Personal information
- Born:: December 14, 1991 (age 33) Matthews, North Carolina, U.S.
- Height:: 6 ft 3 in (1.91 m)
- Weight:: 319 lb (145 kg)

Career information
- High school:: Weddington (Matthews)
- College:: Maryland
- NFL draft:: 2015: 6th round, 203rd pick

Career history
- Denver Broncos (2015–2016); New England Patriots (2016); Jacksonville Jaguars (2017)*; Houston Texans (2018)*; Tennessee Titans (2018); Detroit Lions (2019); New England Patriots (2020)*; Denver Broncos (2020)*; Arizona Cardinals (2021)*;
- * Offseason and/or practice squad member only

Career highlights and awards
- 2× Super Bowl champion (50, LI);

Career NFL statistics
- Total tackles:: 16
- Stats at Pro Football Reference

= Darius Kilgo =

American football player (born 1991)

» **Record extracts**
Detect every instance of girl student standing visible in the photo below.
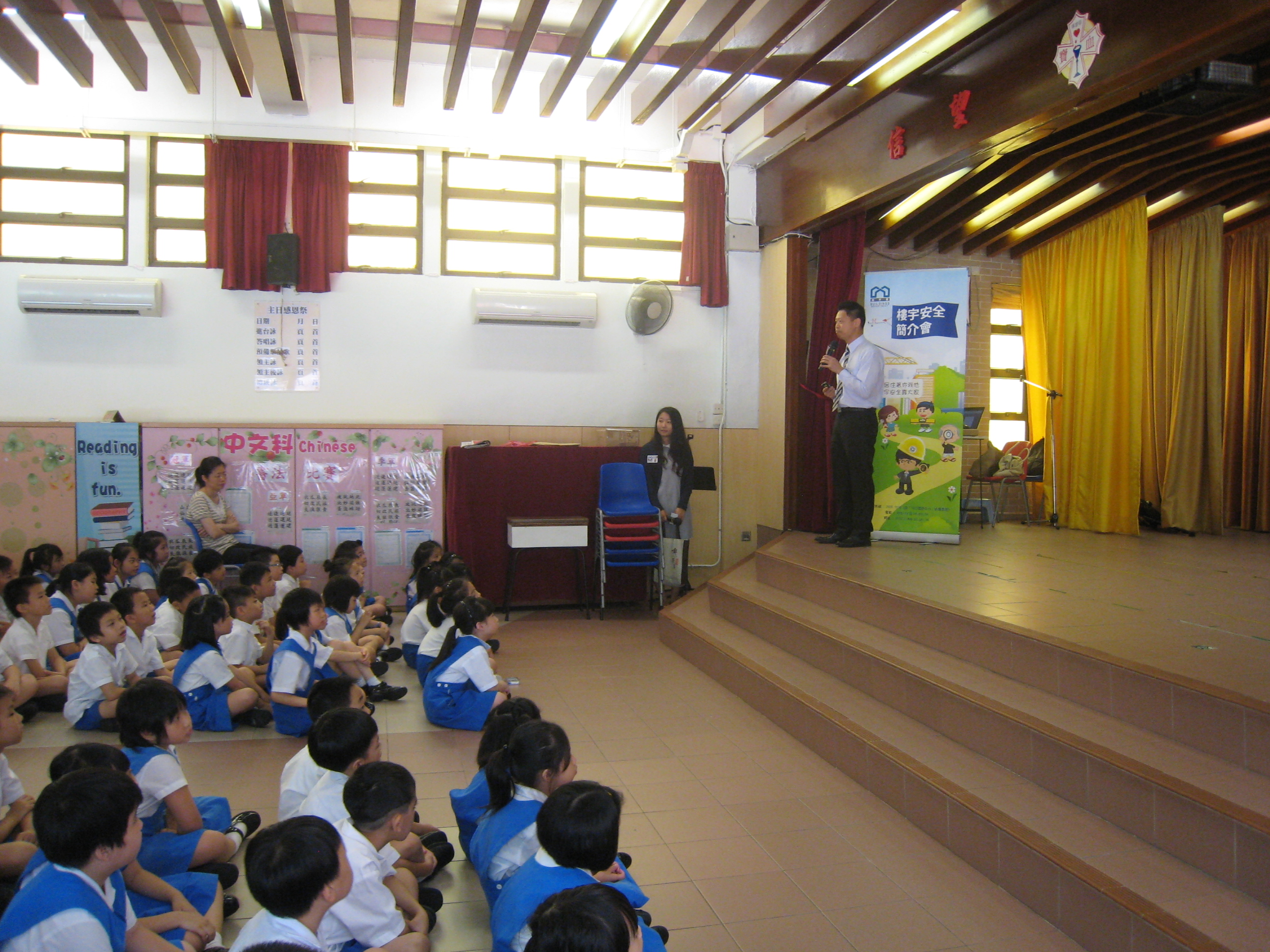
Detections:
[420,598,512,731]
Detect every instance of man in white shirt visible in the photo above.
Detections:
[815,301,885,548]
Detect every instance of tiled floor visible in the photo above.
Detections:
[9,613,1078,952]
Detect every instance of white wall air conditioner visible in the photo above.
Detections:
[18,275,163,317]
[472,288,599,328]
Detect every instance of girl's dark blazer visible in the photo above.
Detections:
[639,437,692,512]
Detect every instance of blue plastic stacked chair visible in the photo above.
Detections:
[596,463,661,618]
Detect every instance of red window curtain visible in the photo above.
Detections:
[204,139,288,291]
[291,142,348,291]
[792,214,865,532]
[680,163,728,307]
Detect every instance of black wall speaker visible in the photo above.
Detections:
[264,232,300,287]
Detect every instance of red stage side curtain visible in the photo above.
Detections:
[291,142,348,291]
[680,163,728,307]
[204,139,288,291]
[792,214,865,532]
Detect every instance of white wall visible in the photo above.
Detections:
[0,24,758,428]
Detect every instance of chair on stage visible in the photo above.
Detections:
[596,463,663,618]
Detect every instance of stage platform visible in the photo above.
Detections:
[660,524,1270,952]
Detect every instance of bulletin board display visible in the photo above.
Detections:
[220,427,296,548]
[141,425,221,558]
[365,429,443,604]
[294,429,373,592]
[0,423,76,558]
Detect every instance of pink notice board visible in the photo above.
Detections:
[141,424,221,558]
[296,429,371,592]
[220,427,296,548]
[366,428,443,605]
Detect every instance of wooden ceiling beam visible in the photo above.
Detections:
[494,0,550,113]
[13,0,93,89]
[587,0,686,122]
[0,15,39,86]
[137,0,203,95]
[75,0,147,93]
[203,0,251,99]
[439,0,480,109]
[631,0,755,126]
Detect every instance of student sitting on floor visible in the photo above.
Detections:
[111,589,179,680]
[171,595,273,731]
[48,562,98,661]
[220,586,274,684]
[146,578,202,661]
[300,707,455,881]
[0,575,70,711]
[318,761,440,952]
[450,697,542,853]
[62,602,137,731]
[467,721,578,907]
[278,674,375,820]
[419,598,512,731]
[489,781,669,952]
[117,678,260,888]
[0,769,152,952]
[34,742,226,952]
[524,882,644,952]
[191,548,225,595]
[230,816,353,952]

» **Exercise directions**
Write out the part of the football player's profile above, starting with "Personal information" and going on through "school:: Weddington (Matthews)", word for word.

» **Task result**
Personal information
- Born:: December 14, 1991 (age 33) Matthews, North Carolina, U.S.
- Height:: 6 ft 3 in (1.91 m)
- Weight:: 319 lb (145 kg)

Career information
- High school:: Weddington (Matthews)